Each line below should be repeated exactly as written, with no pictures carried over.
BEGIN Supplied material
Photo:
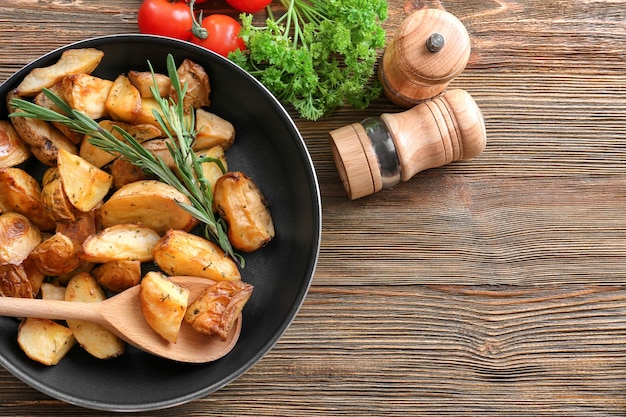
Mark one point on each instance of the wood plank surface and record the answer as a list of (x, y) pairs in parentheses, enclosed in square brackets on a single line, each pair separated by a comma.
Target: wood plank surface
[(490, 287)]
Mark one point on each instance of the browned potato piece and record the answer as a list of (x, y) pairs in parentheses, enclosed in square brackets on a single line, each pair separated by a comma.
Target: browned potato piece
[(94, 338), (211, 170), (145, 114), (14, 282), (44, 140), (56, 255), (54, 198), (13, 150), (183, 253), (143, 81), (215, 311), (44, 340), (124, 172), (240, 203), (150, 203), (35, 276), (212, 130), (198, 87), (118, 276), (72, 61), (21, 193), (18, 237), (84, 225), (163, 304), (99, 157), (43, 100), (85, 185), (51, 291), (158, 148), (120, 242), (87, 94), (123, 101)]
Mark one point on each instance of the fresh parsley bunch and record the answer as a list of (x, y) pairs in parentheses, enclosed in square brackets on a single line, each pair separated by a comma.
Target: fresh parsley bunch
[(318, 55)]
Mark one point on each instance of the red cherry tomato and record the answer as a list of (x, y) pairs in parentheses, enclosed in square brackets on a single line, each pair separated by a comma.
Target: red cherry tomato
[(249, 6), (222, 34), (162, 17)]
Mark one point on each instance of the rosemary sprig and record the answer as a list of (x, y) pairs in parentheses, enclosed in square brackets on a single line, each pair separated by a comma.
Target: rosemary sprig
[(180, 130)]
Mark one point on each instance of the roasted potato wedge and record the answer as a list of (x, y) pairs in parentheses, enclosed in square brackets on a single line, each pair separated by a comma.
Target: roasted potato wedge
[(124, 172), (150, 203), (56, 255), (198, 86), (240, 203), (158, 148), (212, 130), (72, 61), (120, 242), (211, 170), (85, 224), (94, 338), (18, 237), (182, 253), (54, 198), (118, 276), (123, 101), (13, 150), (21, 193), (44, 340), (44, 140), (87, 94), (163, 304), (51, 291), (14, 282), (99, 157), (43, 100), (143, 81), (215, 311), (85, 185)]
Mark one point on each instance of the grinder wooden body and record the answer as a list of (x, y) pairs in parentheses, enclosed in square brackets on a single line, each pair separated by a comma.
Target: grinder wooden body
[(431, 134)]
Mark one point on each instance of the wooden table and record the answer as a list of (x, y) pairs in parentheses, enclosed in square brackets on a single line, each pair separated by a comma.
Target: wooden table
[(495, 286)]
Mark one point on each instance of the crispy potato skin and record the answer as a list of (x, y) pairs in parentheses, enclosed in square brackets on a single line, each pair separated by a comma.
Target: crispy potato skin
[(150, 203), (14, 282), (18, 237), (44, 340), (72, 61), (56, 255), (120, 242), (94, 338), (215, 311), (13, 150), (21, 193), (240, 203), (182, 253), (118, 276), (163, 304), (198, 86), (43, 139)]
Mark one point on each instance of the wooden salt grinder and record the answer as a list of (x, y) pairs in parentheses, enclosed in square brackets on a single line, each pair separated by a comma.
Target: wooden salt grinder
[(429, 49), (380, 152)]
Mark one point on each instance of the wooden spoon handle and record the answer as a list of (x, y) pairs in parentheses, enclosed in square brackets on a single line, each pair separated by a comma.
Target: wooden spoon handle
[(50, 309)]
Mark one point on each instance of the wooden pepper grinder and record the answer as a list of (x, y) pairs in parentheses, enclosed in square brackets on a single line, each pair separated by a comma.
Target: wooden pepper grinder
[(381, 151), (429, 49)]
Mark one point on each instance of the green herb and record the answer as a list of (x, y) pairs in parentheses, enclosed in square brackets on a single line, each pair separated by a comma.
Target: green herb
[(319, 55), (179, 128)]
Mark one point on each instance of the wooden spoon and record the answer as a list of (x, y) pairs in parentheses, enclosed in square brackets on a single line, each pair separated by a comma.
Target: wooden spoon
[(121, 314)]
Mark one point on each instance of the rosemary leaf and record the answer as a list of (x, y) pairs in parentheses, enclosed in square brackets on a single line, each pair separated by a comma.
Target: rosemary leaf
[(179, 129)]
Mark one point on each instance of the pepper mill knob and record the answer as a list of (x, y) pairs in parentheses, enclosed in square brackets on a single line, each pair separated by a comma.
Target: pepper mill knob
[(380, 152), (429, 49)]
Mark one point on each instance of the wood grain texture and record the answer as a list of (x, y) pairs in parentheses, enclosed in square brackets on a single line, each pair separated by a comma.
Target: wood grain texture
[(489, 287)]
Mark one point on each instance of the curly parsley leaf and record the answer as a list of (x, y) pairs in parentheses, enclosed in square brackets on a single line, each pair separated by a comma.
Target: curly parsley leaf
[(318, 55)]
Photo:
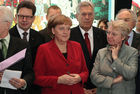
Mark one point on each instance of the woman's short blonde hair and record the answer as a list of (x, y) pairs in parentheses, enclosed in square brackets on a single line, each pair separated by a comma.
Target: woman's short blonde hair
[(120, 26), (58, 20)]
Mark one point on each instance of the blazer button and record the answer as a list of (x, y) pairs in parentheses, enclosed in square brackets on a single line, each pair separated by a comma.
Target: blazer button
[(67, 64)]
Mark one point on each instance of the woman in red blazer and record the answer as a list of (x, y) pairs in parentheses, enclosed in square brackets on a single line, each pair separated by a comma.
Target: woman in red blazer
[(60, 66)]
END Supplied material
▸ Solution for this problem:
Photo:
Mark one point on each instance of the wood plank surface and record the answer as a list of (x, y) pairs in parentheses, enclosed in square brackets on a single line, each pair separated by a comma.
Target: wood plank surface
[(490, 287)]
Mark one point on each instance of the browned potato piece and record the answer as a list of (x, y) pairs in parentheses, enclosed in square brackets on a single line, each pair separated by a comma.
Target: browned potato piece
[(94, 338), (211, 170), (145, 114), (14, 282), (44, 140), (56, 255), (54, 198), (13, 150), (183, 253), (143, 81), (215, 311), (44, 340), (124, 172), (240, 203), (150, 203), (35, 276), (212, 130), (198, 87), (118, 276), (72, 61), (21, 193), (18, 237), (84, 225), (163, 304), (99, 157), (43, 100), (85, 185), (51, 291), (158, 148), (120, 242), (87, 94), (123, 101)]
Mark one point on each instance of the fresh parsley bunch and record the answer as a list of (x, y) pairs in parentheses, enclosed in square brackets on a single line, each pair separated by a comma.
Target: fresh parsley bunch
[(318, 55)]
Mark one point on each instance of the red cherry tomato and record the answer as a list of (x, y) pairs in parentheses, enclosed in square brackets on a single line, each pair separated by a comma.
Target: red cherry tomato
[(249, 6), (222, 34), (162, 17)]
Mark one point on each instance of the rosemary sprig and record the answer as a list of (x, y) pairs in parentheses, enclosed in square brackets on a single line, each pair separated by a comma.
Target: rosemary sprig
[(180, 130)]
Mark one point on each instance of the roasted potato wedge and record the answer as a list of (x, y) pairs in parentheses, enclosed in square brackets on a single line, each pair separated by a comma.
Target: roasted potato wedge
[(124, 172), (150, 203), (56, 255), (198, 86), (240, 203), (158, 148), (212, 130), (72, 61), (120, 242), (211, 170), (85, 224), (94, 338), (18, 237), (182, 253), (54, 198), (118, 276), (123, 101), (13, 150), (21, 193), (44, 340), (44, 140), (87, 94), (163, 304), (51, 291), (14, 282), (99, 157), (43, 100), (143, 81), (215, 311), (85, 185)]
Mark one point on each instance of the grinder wooden body and record the answer as a list of (x, y) pairs in parentheses, enclosed in square brackets on a single line, each pair separated by a comma.
Target: grinder wooden body
[(431, 134)]
Mark one point on each instance of the wooden table and record the answer as a list of (x, y) pairs in parentheses, enclosed in square brackets on a single line, each pair separated by a comma.
Target: wooden table
[(495, 286)]
Mark one point on each instance of the crispy potato skin and record the answer as a list of (x, y) pairs in parentheses, enclosed in square brackets on a single line, each pair separated by a comma.
Target: crispy potato skin
[(150, 203), (14, 282), (18, 237), (44, 340), (72, 61), (56, 255), (120, 242), (94, 338), (215, 311), (13, 150), (21, 193), (240, 203), (182, 253), (118, 276), (163, 304), (198, 86), (43, 139)]
Mark one point on each instance of the wooden salt grinder and record the answer as a list of (x, y) pairs in parentheses, enclosed in square brackets on a single line, each pair separated by a comma.
Target: wooden salt grinder
[(429, 49), (380, 152)]
Mark one point on each instance of the wooden spoon handle and record the answer as a list of (x, y) pairs in parentheses, enclosed in square brackets on a single line, each pair separated by a comma.
Target: wooden spoon handle
[(50, 309)]
Mark one point on each instance of the wooden pepper grinder and record the answer as a list of (x, y) pairs in parentheses, enclosed in square brackets on a single line, each pair separated by a comma.
Target: wooden pepper grinder
[(381, 151), (429, 49)]
Mark one point on each instance of the green herb and record the answer as a list of (x, y) pairs in parentheses, enclosed in square brackets on a single line, each pair separated by a comma.
Target: green herb
[(319, 55), (179, 128)]
Mark one point on each instance of the wooden spoon and record the answer as a list of (x, y) pairs in parentheses, enclosed in square brackets on a single line, each pair separated by a comma.
Target: wooden spoon
[(121, 314)]
Mark one point on each instance of the rosemary leaf and record the answer as a list of (x, y) pairs in parentheses, enclosed in square brackets on a single line, each pair separated by a comma.
Target: rosemary leaf
[(179, 129)]
Mark one point on each instance of the pepper mill knob and record the answer as a list of (x, y) pairs in parentheses, enclosed in square brackets on a single line, each pair separated by a comma.
Target: pepper mill knob
[(380, 152), (429, 49)]
Mark one point on each instance of the wood grain texture and record the answer as a list of (x, y) pairs in parentheses, enclosed in square brackets on a single line, each pair separated by a comma.
Target: wood grain texture
[(489, 287)]
Mark one point on each instance of the curly parsley leaf and record the answer as a list of (x, y) pairs in parentheses, enclosed in square brackets on a single line, each pair separated by a comma.
Target: curly parsley leaf
[(318, 55)]
Photo:
Mark one point on each instance of the woman's short blonde hair and record the answer as a list of (x, y) pairs in parentheses, enclosed in square brackets on a single line, each pair separated by a comma.
Target: woman's short blonde hair
[(120, 26), (58, 20)]
Mark one point on each instance of the blazer button and record the answer as a list of (x, y) pairs in parentheses, enclosed in square brackets on a single line, each pair separated by a comma.
Target: blazer button
[(67, 64)]
Mark one point on each instance of the woman in red blazer and record the answer as a list of (x, y) pairs in parentheses, enclosed in square brackets on a single line, each pair separated by a comma.
Target: woman in red blazer
[(60, 66)]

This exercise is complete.